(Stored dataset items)
┏━━
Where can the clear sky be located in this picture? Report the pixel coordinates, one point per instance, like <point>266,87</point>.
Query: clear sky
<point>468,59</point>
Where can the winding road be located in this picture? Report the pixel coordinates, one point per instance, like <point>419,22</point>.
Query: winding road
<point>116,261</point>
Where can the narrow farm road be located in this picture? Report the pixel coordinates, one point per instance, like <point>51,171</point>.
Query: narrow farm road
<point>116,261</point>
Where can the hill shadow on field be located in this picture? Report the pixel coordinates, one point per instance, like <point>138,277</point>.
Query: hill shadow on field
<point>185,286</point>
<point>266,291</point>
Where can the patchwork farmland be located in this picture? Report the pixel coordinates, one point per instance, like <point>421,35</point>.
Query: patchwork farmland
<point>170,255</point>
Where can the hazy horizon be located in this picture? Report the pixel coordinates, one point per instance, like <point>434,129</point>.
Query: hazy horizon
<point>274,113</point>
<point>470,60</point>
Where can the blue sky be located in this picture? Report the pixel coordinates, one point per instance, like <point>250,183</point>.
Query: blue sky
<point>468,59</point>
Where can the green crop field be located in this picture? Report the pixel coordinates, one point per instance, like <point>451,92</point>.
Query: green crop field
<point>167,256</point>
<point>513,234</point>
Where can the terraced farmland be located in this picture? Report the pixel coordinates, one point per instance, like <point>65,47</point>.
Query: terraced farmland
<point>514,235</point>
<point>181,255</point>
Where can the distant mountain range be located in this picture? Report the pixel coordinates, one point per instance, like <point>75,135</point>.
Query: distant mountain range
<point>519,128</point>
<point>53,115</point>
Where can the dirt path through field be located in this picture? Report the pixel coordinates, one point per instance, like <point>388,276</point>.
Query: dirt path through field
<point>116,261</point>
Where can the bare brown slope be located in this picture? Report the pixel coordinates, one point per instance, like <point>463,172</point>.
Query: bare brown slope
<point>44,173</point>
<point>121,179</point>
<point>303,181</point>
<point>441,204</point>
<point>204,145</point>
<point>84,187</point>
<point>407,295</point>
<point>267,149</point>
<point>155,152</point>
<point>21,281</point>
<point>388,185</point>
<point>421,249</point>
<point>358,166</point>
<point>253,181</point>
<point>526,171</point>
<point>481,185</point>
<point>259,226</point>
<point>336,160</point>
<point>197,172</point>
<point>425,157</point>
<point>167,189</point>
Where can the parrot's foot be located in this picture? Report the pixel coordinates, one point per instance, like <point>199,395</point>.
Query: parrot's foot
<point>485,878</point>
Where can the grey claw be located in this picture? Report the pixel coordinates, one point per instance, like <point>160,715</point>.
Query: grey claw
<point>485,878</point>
┗━━
The answer consists of the line holding "Query: green crop field" and every line after it up to the end of the records, word for word.

Query: green crop field
<point>167,256</point>
<point>513,234</point>
Where can the terraced farmland be located in this picture? Report the pixel coordinates, one point per instance, like <point>65,47</point>.
Query: terraced farmland
<point>514,235</point>
<point>181,255</point>
Where can the distant mountain range be located in this picture? Report the pixel coordinates, one point per instance, like <point>75,135</point>.
Query: distant mountain range
<point>519,128</point>
<point>53,115</point>
Where can the dirt path through field be located in this picture? Report the pixel coordinates, one point per instance, like <point>388,276</point>.
Query: dirt path through field
<point>116,261</point>
Where can the bare brown slope be located in this picture? Report the pixel coordinates, one point per instance, like <point>463,172</point>.
Query: bare brown slope
<point>44,173</point>
<point>121,179</point>
<point>303,181</point>
<point>441,204</point>
<point>204,145</point>
<point>84,187</point>
<point>407,295</point>
<point>267,149</point>
<point>155,152</point>
<point>21,281</point>
<point>388,185</point>
<point>421,249</point>
<point>358,166</point>
<point>253,181</point>
<point>526,171</point>
<point>481,185</point>
<point>259,226</point>
<point>336,160</point>
<point>197,172</point>
<point>425,157</point>
<point>167,189</point>
Where can the parrot's foot be located in this picture? Report the pixel coordinates, one point per instance, like <point>199,395</point>.
Query: parrot's foot
<point>485,878</point>
Where can the grey claw be located in this picture? Report the pixel coordinates, one point per instance, like <point>160,715</point>.
Query: grey claw
<point>485,878</point>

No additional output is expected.